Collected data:
/---
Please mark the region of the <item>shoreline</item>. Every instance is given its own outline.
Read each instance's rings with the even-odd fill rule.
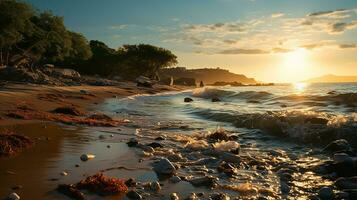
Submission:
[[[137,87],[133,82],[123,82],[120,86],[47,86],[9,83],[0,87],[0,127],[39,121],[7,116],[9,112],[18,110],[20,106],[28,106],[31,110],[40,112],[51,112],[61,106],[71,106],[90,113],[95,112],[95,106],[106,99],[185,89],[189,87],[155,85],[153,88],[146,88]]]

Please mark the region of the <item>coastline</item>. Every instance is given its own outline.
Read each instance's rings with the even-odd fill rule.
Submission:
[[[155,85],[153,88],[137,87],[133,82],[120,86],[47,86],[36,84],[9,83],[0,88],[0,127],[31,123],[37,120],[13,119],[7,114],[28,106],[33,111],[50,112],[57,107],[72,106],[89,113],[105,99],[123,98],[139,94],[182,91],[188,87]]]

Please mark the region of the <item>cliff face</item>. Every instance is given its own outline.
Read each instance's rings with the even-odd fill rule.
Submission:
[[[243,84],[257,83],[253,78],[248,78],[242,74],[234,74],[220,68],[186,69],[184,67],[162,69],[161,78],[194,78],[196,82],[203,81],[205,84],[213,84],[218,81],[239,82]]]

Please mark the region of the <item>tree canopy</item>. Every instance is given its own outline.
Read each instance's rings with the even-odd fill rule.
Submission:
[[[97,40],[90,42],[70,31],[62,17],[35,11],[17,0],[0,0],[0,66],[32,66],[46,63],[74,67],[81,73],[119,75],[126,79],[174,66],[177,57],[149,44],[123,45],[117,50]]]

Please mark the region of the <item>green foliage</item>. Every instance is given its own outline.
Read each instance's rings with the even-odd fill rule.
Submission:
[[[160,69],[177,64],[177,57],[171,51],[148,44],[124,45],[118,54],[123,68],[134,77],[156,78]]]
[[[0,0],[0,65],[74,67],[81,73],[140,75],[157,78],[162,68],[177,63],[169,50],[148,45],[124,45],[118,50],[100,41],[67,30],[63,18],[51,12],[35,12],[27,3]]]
\---
/---
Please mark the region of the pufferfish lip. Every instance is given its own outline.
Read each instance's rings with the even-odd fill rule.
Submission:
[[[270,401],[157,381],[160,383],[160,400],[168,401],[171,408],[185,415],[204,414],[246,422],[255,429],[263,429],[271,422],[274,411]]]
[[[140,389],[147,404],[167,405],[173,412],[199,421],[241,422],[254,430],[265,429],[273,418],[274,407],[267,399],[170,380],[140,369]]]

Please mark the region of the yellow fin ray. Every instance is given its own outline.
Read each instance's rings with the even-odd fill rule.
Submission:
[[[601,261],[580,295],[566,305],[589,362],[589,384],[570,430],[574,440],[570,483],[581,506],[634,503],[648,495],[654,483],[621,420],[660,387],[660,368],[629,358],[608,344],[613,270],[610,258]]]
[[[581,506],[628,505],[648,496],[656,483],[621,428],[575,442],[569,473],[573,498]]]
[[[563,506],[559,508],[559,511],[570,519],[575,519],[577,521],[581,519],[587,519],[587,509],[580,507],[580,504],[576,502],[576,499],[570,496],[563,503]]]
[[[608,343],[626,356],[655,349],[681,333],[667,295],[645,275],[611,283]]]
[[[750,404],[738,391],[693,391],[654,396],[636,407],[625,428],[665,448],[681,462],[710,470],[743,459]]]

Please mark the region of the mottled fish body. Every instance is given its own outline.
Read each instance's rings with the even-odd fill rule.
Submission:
\---
Please determine how many lines in the entries contain the word "region" and answer with the number alone.

* [Written answer]: 8